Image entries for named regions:
— START —

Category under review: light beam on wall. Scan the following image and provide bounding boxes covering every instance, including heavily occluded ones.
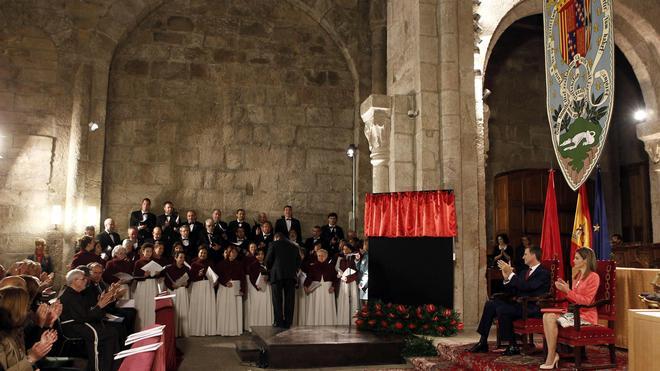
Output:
[50,205,62,229]
[633,108,648,122]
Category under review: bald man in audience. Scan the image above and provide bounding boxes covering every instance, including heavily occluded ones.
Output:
[96,218,121,256]
[60,269,119,371]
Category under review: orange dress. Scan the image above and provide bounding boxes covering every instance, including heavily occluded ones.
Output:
[566,272,600,325]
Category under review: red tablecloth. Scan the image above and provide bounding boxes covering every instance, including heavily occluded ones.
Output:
[119,325,166,371]
[156,298,177,371]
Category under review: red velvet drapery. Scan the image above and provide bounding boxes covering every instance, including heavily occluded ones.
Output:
[364,191,457,237]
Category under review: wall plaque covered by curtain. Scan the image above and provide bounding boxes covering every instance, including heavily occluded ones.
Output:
[364,191,457,308]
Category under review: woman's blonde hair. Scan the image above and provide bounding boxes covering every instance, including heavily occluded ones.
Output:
[575,247,598,277]
[0,286,30,328]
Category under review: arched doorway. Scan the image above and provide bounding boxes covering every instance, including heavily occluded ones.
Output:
[475,0,660,241]
[484,14,652,253]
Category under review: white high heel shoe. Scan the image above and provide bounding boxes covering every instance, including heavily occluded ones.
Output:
[539,353,559,370]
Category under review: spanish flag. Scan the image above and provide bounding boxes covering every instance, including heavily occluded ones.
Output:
[571,184,593,267]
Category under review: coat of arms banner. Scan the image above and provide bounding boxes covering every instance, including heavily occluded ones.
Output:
[543,0,614,190]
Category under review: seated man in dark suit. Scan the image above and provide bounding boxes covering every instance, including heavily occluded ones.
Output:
[83,263,137,345]
[254,221,274,253]
[275,205,302,244]
[470,246,550,356]
[128,198,156,238]
[227,209,252,241]
[321,212,344,257]
[96,218,122,259]
[157,201,181,250]
[60,269,119,371]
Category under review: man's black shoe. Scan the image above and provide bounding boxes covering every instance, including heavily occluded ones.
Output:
[502,345,520,356]
[469,341,488,353]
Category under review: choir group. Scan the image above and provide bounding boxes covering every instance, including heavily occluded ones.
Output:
[69,198,368,336]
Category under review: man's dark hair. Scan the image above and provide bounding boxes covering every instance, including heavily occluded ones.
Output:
[527,245,541,262]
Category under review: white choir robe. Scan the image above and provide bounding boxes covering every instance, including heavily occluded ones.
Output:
[188,279,217,336]
[246,279,274,332]
[133,278,158,331]
[243,274,253,332]
[169,286,190,337]
[337,280,359,325]
[293,286,307,326]
[216,280,243,336]
[305,278,337,326]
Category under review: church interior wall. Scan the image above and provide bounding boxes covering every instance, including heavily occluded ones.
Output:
[103,1,353,237]
[485,15,650,250]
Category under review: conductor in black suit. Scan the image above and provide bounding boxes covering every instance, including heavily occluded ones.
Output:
[96,218,122,259]
[470,246,550,356]
[266,232,301,328]
[275,205,302,244]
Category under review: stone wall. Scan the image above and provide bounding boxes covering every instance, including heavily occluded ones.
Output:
[102,0,354,234]
[0,26,68,265]
[485,15,650,245]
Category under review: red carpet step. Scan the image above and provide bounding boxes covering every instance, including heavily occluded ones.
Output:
[411,344,628,371]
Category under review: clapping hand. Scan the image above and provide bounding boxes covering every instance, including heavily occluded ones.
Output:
[46,300,63,327]
[96,291,115,308]
[555,278,570,293]
[27,330,57,363]
[497,260,513,279]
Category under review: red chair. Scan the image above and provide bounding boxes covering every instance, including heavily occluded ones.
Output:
[557,260,616,370]
[513,259,560,354]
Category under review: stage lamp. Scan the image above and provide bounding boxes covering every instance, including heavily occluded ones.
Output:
[633,108,648,122]
[50,205,62,230]
[346,144,357,158]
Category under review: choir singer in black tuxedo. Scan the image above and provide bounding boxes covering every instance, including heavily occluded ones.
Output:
[96,218,122,259]
[470,246,550,356]
[266,232,301,328]
[275,205,302,244]
[128,198,156,239]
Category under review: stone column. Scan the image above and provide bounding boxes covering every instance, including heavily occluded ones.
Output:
[360,94,392,193]
[369,0,387,94]
[642,133,660,243]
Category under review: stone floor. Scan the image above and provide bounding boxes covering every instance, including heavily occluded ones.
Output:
[176,335,414,371]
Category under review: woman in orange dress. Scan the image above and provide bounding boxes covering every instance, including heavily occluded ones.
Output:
[540,247,600,370]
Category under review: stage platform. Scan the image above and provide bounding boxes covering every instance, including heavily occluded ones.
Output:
[252,326,404,369]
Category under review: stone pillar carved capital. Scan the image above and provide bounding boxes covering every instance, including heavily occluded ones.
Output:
[360,94,392,192]
[360,94,392,158]
[644,138,660,165]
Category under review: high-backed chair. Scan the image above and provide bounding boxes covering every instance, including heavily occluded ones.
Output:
[513,259,560,353]
[557,260,616,370]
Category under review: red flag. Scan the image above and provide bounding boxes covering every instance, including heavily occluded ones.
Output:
[541,170,564,284]
[571,184,593,267]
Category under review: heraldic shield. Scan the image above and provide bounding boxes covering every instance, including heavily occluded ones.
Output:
[543,0,614,190]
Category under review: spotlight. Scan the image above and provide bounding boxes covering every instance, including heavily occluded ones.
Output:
[346,144,357,158]
[633,108,648,122]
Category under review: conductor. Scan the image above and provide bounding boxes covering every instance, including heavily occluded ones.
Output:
[266,232,301,328]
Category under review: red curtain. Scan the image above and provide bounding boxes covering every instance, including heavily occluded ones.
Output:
[364,191,457,237]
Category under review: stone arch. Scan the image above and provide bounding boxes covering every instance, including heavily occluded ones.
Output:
[482,0,660,121]
[475,0,660,242]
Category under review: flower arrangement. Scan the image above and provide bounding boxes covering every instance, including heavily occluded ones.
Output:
[355,301,463,336]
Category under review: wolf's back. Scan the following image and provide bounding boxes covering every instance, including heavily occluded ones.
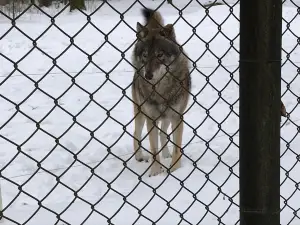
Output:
[142,8,164,29]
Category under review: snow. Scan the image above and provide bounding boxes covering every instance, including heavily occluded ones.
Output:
[0,0,300,225]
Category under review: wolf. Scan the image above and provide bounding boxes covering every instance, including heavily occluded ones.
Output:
[132,8,191,176]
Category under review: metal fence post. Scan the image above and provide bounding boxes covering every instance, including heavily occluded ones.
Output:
[239,0,282,225]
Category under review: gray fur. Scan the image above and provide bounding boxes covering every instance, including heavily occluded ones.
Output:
[132,7,191,175]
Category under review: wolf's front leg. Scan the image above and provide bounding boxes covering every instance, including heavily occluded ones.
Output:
[146,118,162,176]
[170,120,183,172]
[133,110,148,162]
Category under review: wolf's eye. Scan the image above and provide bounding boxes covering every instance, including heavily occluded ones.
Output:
[156,52,164,59]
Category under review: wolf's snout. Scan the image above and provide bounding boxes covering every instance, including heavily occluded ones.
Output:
[145,73,153,80]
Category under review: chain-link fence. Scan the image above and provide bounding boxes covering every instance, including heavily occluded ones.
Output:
[0,0,300,225]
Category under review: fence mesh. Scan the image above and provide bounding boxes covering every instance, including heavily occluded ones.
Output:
[0,0,300,224]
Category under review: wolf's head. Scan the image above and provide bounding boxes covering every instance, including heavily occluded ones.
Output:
[134,9,180,80]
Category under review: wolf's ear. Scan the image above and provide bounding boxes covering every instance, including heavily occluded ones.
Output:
[136,22,147,38]
[160,24,176,40]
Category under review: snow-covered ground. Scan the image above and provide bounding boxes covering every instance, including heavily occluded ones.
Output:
[0,0,300,225]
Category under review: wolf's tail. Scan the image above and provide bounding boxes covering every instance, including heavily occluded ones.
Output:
[142,8,164,29]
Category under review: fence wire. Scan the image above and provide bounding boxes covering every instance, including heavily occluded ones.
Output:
[0,0,300,225]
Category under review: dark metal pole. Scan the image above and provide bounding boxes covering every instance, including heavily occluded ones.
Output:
[239,0,282,225]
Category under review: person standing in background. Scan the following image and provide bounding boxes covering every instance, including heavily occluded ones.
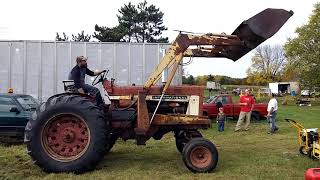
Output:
[267,93,279,134]
[217,107,227,132]
[234,89,255,132]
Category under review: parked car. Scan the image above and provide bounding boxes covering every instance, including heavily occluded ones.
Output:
[0,94,39,142]
[203,95,268,120]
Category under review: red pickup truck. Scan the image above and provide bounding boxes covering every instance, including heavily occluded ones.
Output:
[203,95,268,120]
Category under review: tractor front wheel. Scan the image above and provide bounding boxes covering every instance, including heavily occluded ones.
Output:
[175,130,202,153]
[182,138,218,173]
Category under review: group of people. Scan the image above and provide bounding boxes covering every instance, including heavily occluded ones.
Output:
[216,89,279,134]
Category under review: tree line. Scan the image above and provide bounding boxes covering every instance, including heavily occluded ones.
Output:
[55,1,168,43]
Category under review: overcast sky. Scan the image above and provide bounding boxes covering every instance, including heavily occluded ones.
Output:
[0,0,319,78]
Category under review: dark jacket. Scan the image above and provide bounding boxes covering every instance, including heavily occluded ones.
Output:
[68,65,94,89]
[217,112,227,122]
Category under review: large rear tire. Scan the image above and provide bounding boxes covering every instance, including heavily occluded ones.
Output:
[25,95,108,173]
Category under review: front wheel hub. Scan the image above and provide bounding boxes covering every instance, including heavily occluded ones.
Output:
[190,146,212,168]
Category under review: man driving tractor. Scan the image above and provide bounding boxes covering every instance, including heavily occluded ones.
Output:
[68,56,106,105]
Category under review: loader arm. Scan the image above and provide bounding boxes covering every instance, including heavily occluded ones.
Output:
[144,9,293,94]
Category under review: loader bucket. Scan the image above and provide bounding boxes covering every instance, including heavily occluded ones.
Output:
[225,8,293,61]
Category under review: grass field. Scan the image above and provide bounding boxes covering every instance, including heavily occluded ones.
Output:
[0,106,320,180]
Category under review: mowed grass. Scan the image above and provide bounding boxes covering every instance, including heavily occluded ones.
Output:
[0,106,320,180]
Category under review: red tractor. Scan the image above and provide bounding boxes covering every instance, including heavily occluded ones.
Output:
[25,9,293,173]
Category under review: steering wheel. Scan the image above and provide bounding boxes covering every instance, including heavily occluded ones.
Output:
[92,70,109,86]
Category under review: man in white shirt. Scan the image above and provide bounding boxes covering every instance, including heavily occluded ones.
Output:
[267,93,279,134]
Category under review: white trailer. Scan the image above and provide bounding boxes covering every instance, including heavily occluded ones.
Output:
[269,81,300,94]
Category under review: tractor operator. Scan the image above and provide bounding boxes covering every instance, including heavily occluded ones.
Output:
[69,56,106,106]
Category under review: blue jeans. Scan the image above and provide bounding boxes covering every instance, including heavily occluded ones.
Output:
[267,111,278,133]
[218,121,224,132]
[82,84,103,105]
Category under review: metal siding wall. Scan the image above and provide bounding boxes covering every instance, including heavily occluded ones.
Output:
[10,42,24,93]
[0,42,10,93]
[0,41,182,101]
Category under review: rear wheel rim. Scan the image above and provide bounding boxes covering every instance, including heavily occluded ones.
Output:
[190,146,213,169]
[41,114,90,162]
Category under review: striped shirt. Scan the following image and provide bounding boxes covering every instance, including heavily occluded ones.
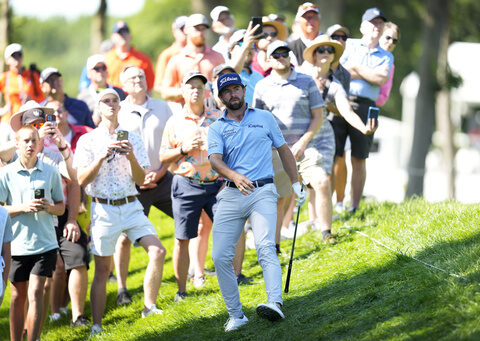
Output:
[253,70,324,147]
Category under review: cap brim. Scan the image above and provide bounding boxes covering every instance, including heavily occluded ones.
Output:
[303,41,345,64]
[10,107,54,132]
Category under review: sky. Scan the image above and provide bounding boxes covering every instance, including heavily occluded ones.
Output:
[10,0,145,19]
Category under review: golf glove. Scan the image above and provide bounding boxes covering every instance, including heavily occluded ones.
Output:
[292,181,307,207]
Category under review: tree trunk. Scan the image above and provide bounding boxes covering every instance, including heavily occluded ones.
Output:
[0,0,10,72]
[436,3,455,199]
[90,0,107,54]
[406,0,448,197]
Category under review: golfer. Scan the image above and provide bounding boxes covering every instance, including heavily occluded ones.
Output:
[208,73,305,332]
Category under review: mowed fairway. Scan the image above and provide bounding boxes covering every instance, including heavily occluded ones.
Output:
[0,199,480,340]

— END —

DIRECTION: Recast the entries from the start through the line that contains "[156,298,177,371]" as a two-column CSV with the headers instruction and result. Give one row for each category, with the instruction text and its result each in a single quoted field, turn line breaks into spaces, and leave the picture out.

ANSWER TO THE PROBLEM:
instruction,result
"Category under review: light beam on wall. Scan the following image and provide bounding boxes covering every instance, including heavily occluded ones. Output:","[50,205,62,229] [633,108,648,122]"
"Category under review: bald man in audience. Scan the image above and provide bounding boxes covering every instance, including heavily occluded ones. Output:","[96,218,121,256] [60,269,119,371]"
"Category under review: orange dress. Scan the image above and provide bounding boxes covering every instance, including heavily occluded ones. Output:","[566,272,600,325]"
"Category under review: red tablecloth. Scan the image above and provide bounding boxes covering every instance, including heavily occluded ones. Output:","[119,325,166,371] [156,298,177,371]"